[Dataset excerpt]
++++++++
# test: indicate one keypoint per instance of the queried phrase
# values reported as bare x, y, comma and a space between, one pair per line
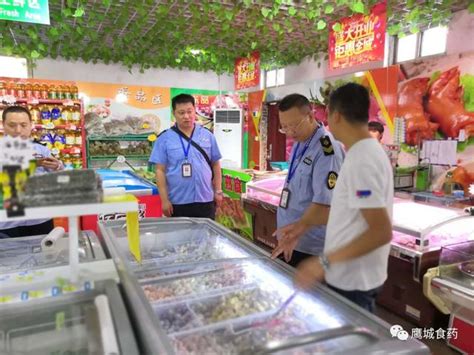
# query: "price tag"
16, 151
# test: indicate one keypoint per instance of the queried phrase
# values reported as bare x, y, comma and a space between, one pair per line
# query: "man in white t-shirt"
359, 230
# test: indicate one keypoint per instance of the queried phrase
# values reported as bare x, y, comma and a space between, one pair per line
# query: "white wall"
116, 73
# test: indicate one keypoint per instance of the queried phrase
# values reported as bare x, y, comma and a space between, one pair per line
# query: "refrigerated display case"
261, 201
30, 253
454, 284
201, 289
149, 202
419, 232
93, 322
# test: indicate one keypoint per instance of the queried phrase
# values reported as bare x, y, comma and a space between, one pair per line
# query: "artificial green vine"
153, 35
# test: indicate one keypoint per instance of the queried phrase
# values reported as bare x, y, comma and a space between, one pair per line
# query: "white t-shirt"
365, 181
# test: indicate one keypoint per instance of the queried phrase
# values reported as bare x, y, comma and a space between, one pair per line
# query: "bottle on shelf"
56, 117
45, 115
74, 91
78, 139
37, 90
44, 92
3, 88
76, 115
20, 90
28, 90
11, 88
52, 92
67, 92
35, 114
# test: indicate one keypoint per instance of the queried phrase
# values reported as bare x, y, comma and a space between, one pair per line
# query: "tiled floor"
437, 347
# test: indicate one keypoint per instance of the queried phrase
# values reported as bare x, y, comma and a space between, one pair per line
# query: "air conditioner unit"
228, 130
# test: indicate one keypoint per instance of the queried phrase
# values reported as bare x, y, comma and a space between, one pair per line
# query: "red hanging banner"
358, 39
247, 71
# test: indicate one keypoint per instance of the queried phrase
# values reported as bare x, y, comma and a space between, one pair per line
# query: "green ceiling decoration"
203, 35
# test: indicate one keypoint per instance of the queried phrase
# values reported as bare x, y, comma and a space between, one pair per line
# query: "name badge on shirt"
285, 198
186, 170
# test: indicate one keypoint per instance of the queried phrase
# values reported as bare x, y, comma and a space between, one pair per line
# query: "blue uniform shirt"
312, 182
168, 151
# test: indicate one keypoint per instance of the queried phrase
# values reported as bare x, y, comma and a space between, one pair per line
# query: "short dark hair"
182, 99
376, 126
351, 101
15, 109
293, 100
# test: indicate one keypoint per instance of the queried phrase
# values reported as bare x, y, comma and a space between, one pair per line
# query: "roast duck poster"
436, 100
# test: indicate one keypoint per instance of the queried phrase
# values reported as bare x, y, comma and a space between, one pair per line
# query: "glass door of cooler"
218, 294
92, 322
30, 253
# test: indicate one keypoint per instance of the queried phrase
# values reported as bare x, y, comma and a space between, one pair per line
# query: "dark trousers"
195, 210
25, 231
365, 299
298, 257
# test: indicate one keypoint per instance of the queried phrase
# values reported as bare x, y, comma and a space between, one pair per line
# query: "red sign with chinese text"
360, 39
247, 71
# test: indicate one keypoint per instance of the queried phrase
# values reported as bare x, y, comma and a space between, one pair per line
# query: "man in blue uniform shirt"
316, 159
188, 170
17, 123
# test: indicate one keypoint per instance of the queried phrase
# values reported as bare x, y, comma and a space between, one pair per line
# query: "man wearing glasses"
315, 161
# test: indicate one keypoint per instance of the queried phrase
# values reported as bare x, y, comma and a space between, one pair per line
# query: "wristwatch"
324, 262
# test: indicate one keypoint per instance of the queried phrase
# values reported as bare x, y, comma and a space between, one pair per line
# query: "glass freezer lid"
72, 328
27, 253
164, 244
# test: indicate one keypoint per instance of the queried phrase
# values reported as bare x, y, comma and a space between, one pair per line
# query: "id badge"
186, 170
285, 198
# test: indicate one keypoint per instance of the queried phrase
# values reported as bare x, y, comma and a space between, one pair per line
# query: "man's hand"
49, 163
308, 273
292, 231
218, 197
167, 207
285, 246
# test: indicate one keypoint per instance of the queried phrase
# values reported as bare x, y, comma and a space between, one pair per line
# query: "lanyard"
186, 150
293, 166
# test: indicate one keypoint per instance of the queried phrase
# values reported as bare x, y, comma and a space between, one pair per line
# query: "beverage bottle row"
27, 90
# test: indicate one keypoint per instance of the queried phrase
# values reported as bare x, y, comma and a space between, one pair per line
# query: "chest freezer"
93, 322
28, 253
200, 289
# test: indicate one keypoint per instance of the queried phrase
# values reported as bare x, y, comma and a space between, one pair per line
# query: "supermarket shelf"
65, 127
111, 157
49, 101
128, 137
72, 210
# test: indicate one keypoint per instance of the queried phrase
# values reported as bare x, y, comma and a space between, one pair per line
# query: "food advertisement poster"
358, 39
120, 109
247, 71
231, 213
436, 101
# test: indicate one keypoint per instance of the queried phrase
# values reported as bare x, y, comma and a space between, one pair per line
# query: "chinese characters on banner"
247, 71
34, 11
360, 39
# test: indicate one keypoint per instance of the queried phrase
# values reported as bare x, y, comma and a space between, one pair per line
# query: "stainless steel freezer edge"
156, 339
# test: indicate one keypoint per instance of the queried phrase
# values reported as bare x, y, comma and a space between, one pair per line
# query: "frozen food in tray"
27, 253
456, 264
208, 281
175, 245
255, 332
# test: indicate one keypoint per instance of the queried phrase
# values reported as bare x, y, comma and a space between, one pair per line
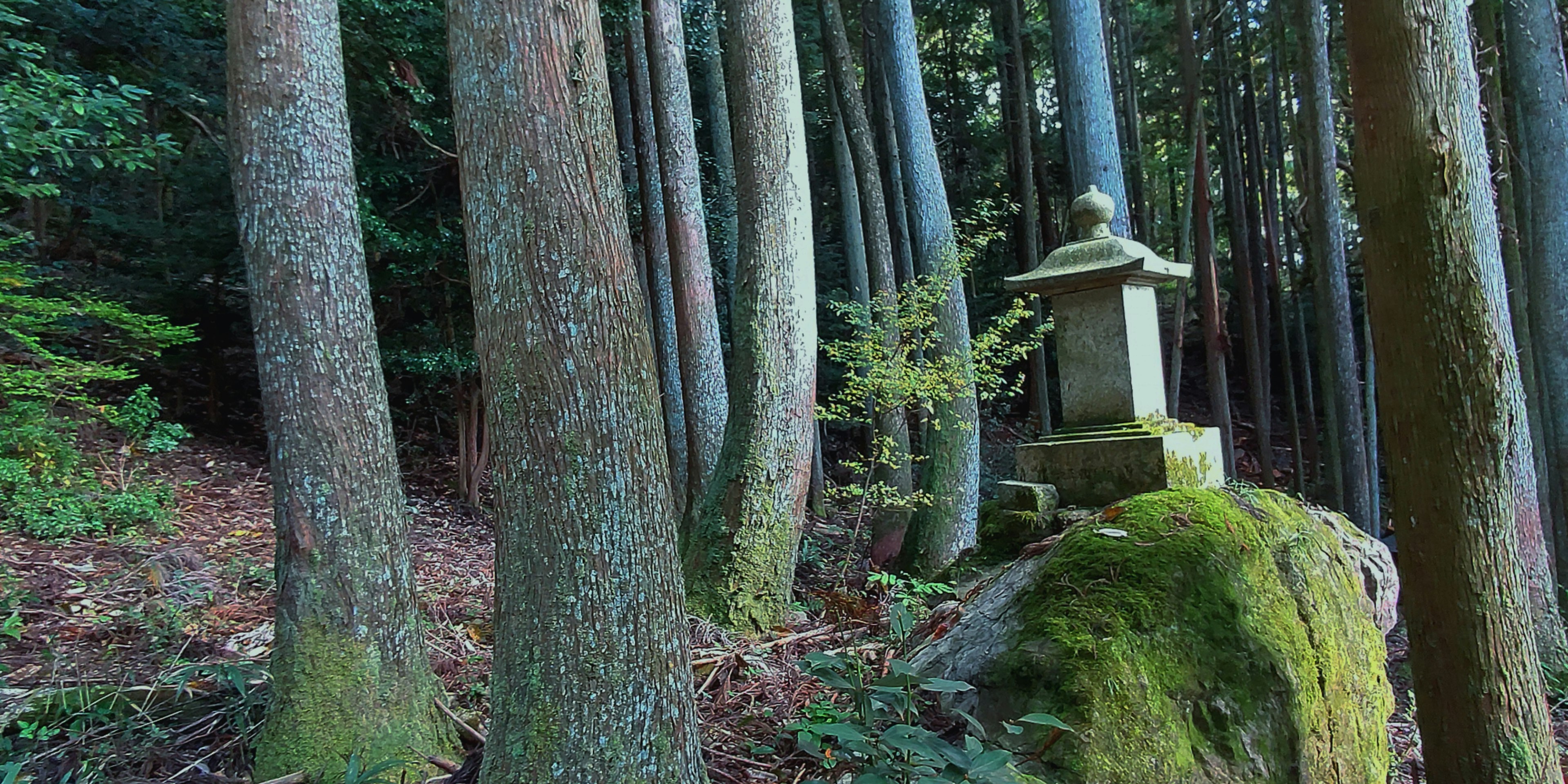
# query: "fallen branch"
294, 778
775, 644
463, 726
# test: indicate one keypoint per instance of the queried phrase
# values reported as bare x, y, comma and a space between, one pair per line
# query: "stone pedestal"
1100, 466
1109, 353
1117, 438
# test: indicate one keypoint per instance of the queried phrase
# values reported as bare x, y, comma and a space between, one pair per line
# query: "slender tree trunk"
742, 559
1486, 21
1340, 372
1018, 118
849, 207
711, 63
586, 588
888, 157
697, 319
1183, 256
1139, 205
1089, 112
1454, 408
1245, 270
951, 474
661, 283
349, 664
1540, 95
891, 461
1203, 242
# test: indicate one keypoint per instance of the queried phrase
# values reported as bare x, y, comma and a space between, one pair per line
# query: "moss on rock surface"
1189, 636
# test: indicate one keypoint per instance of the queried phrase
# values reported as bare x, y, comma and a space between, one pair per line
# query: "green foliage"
49, 491
872, 726
907, 372
52, 121
358, 772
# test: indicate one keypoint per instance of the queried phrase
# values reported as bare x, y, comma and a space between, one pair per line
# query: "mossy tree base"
334, 697
1189, 636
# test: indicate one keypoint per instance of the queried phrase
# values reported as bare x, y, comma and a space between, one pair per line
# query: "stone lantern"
1116, 437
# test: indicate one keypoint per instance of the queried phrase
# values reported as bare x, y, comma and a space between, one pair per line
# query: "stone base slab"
1100, 466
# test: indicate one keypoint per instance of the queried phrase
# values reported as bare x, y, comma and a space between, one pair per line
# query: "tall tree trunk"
951, 474
849, 207
1540, 95
742, 559
349, 664
1239, 217
711, 62
891, 463
656, 248
1503, 162
888, 157
586, 588
1203, 241
1183, 256
697, 317
1340, 372
1089, 112
1131, 134
1454, 408
1018, 115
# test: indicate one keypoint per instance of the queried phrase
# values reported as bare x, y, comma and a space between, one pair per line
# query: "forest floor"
156, 647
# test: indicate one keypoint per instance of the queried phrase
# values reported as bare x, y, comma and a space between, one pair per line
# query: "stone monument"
1116, 438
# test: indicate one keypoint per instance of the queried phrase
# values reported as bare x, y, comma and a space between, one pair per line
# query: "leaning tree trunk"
++++++++
### THE REQUEST
Print every record above exactly as written, leaving out the pictures.

### TASK ANSWER
# test: indicate one keypoint per instance of the queried phrase
# values reported as bare x, y, comma and a space between, one pair per line
# query: "price tag"
16, 151
# test: indicate one keypoint per instance of the queried phrase
# values reported as bare x, y, comma and a space between, one pair per line
# query: "man in white t-shirt"
359, 230
# test: indicate one keypoint per instance of the queried phrase
# values reported as bare x, y, comma and a space between, one pair per line
# query: "white wall"
116, 73
# test: indicate one keypoint per instance of the queried phrase
# values reported as bare x, y, comma and a space between, one pair per line
# query: "refrigerated display case"
261, 201
30, 253
454, 284
201, 289
149, 202
419, 232
93, 322
# test: indicate one keypoint per instance of the queried phrase
# values reported as bare x, y, comma and a space between, one pair per line
# query: "artificial green vine"
153, 35
# test: indicate one keypoint per instance of the queried phrase
# values reported as bare x, y, comma and a space between, one pair per line
# query: "white t-shirt"
365, 181
# test: indicate one keypoint per instance of the queried phrase
# values reported as bare x, y, comma and a space between, one pair per line
# query: "bottle on shelf"
56, 117
45, 115
74, 91
78, 139
37, 90
44, 92
3, 88
76, 115
20, 90
28, 90
11, 88
52, 92
67, 92
35, 114
# test: indicate one keypoint per instance of the queried phrase
# values reported as bare x, y, comma and a space between, one pair per line
# query: "tiled floor"
437, 347
# test: indicate one keypoint per instance of the queried phrase
# values reported as bare x, y, comma and a space between, one pair per line
# query: "air conditioner unit"
228, 130
# test: indicate one keypoint per instance of the queried phrase
# values reported as bare x, y, comma and a space between, one pair per line
# query: "red hanging banner"
358, 39
247, 71
# test: indicate one keypoint per instance of the queried phrase
# values reported as bare x, y, comma and a space between, one pair per line
# query: "green ceiling decoration"
203, 35
# test: indicate one keypoint per instance of the queried phrase
# values reported as bare x, y, comma and a space between, one pair per line
# query: "name badge on shirt"
285, 198
186, 170
# test: indicate one keypoint per instance of the queried phrase
# values reported as bare x, y, comma and a space between, one pair per line
# query: "blue uniform shirt"
312, 182
168, 151
# test: indicate one keypoint per instance of the queried phrase
# values reported as bare x, y, comma and a space between, one pair per line
# query: "short dark hair"
182, 99
376, 126
351, 101
15, 109
293, 100
# test: indicate one keypoint per instance of the queried phrase
# values reported as bare x, y, comma and a space between, one pair per line
# query: "roast duck poster"
436, 100
# test: indicate one keypoint per instance of the queried phrase
# values reported as bare x, y, comma and a space between, one pair per line
# query: "glass door of cooler"
218, 294
92, 322
30, 253
# test: indicate one keypoint per instance of the queried phrase
# values reported as bare x, y, comma and a space between, one pair per line
# query: "dark trousers"
195, 210
25, 231
365, 299
298, 257
# test: indicate one keypoint per instance of the queried phrase
# values reported as bare x, y, comma and a space between, one pair per line
# query: "red sign with chinese text"
360, 39
247, 71
# test: indicate one keypoint per instance of the queried phrase
# values reported as bare x, y, comma and a space between, one pair per line
# query: "man in blue uniform shirt"
316, 159
188, 170
17, 123
# test: indicate one keypoint per instance of the queried phrase
# values reported as bare x, y, comma and a space between, one pair per line
# query: "man wearing glasses"
315, 161
# test: indicate one keypoint per instance of the queried phrase
# values reported as bare x, y, comma and a space between, one pair per line
# query: "wristwatch"
324, 262
# test: indicate one keypoint per instance of the queried phrase
# values reported as bare x, y, comma and a space between, one pair per line
# query: "glass freezer lid"
72, 328
27, 253
164, 244
# test: indicate one keypoint per instance of the queried phrase
# values reported as bare x, y, comma and a space between, one pair per line
# query: "id badge"
186, 170
285, 198
# test: indicate one keypoint per instance of the queried phrase
# values reported as bare x, y, comma and a space between, one pair per line
# query: "man's hand"
49, 163
308, 273
292, 231
218, 197
167, 207
285, 246
# test: indicate one keypoint per instance of the queried phrase
# values reported as bare x, y, comma and a space between, one pair per line
# query: "lanyard"
186, 150
293, 166
# test: indicate one keypoint per instance of the queried phrase
# values reported as bare x, y, comma and a space between, one pair per line
# query: "beverage bottle row"
27, 90
# test: indicate one keypoint per instance of the queried phrase
# values reported as bare x, y, comma and a space between, one pair per line
# query: "chest freezer"
93, 322
28, 253
200, 289
# test: indicate one keypoint per instance of the queried phrase
# values reported as bare x, y, comma and a space between, one pair per line
# query: "supermarket shelf"
65, 127
111, 157
49, 101
128, 137
72, 210
# test: indicate one keypoint per instance of the queried phrase
# values reported as bare x, y, comma and a space between, one pair per line
# query: "food advertisement poster"
358, 39
120, 109
247, 71
231, 213
436, 101
# test: indicate one keypoint per instance of the queried phrase
# values reported as bare x, y, comma and a space between, one pair per line
# query: "chinese characters on banner"
247, 71
34, 11
360, 39
# test: indicate one keypoint per instance of the queried phrase
# values reported as bare x, y, comma and a space between, one pair per line
# query: "stainless steel freezer edge"
156, 339
# test: indicate one keypoint per instance of the queried phrase
# values reported as bare x, y, comma and a space between, one pair per line
# query: "frozen food in tray"
27, 253
456, 264
208, 281
175, 245
255, 332
# test: indicate one keypoint per instance of the queried phrase
# values reported as bare x, y, comma and a space between, one pair per line
# query: "fallen branch"
294, 778
775, 644
463, 726
# test: indicate one keypoint per instance of the queried phrase
# values reported as bare x, y, comma and a space between, one pair per line
# query: "stone pedestal"
1100, 466
1109, 353
1117, 438
# test: indicate one keypoint per instance of the queried phrase
# values reported as bare x, y, comma and a space between, one pair per line
# query: "slender tree trunk"
742, 559
1486, 21
1340, 372
1018, 118
849, 207
711, 63
586, 588
888, 157
697, 319
1183, 256
1139, 205
1089, 112
1454, 408
1245, 270
951, 474
661, 283
349, 664
1540, 95
891, 461
1203, 242
# test: indicate one keypoint per instance of the queried phrase
# values reported as bare x, y, comma and a space between, one pair per line
# query: "moss on rock surface"
1189, 636
# test: indicate one keypoint per instance of the queried phrase
# values reported as bare x, y, comma and a space between, one pair per line
# query: "green foliage"
49, 491
872, 726
907, 372
52, 121
358, 772
# test: indicate one keypoint per instance of the queried phrase
# values reported as bare x, y, comma and a space between, one pair per line
# query: "mossy tree base"
334, 697
1189, 636
# test: indicate one keypoint per instance of the queried phrase
# values reported as bare x, y, comma and a space between, one pair per line
# query: "stone lantern"
1116, 437
# test: indicate one keypoint per instance of the queried phrase
# values reported as bare x, y, comma and a space between, one pair per line
# query: "stone base slab"
1100, 466
# test: indicate one keypoint per instance of the queried phrase
# values reported as bare x, y, comma and a space between, one pair per line
# query: "tall tree trunk"
951, 474
849, 207
1540, 95
742, 559
349, 664
1239, 217
711, 62
891, 463
656, 248
1503, 162
888, 157
586, 588
1203, 241
1183, 256
697, 317
1340, 372
1089, 112
1131, 134
1454, 408
1018, 115
# test: indicate one keypoint per instance of the queried phrase
# values reported as bare x, y, comma and a space between, one pair per line
# query: "forest floor"
156, 647
# test: indicate one keypoint per instance of the queried phrase
# values reported as bare x, y, comma and a space between, one pair per line
# query: "stone monument"
1116, 438
# test: indicate one keypoint per instance of the queried phrase
# values reported as bare x, y, comma and a space between, one pair per line
# query: "leaning tree trunk"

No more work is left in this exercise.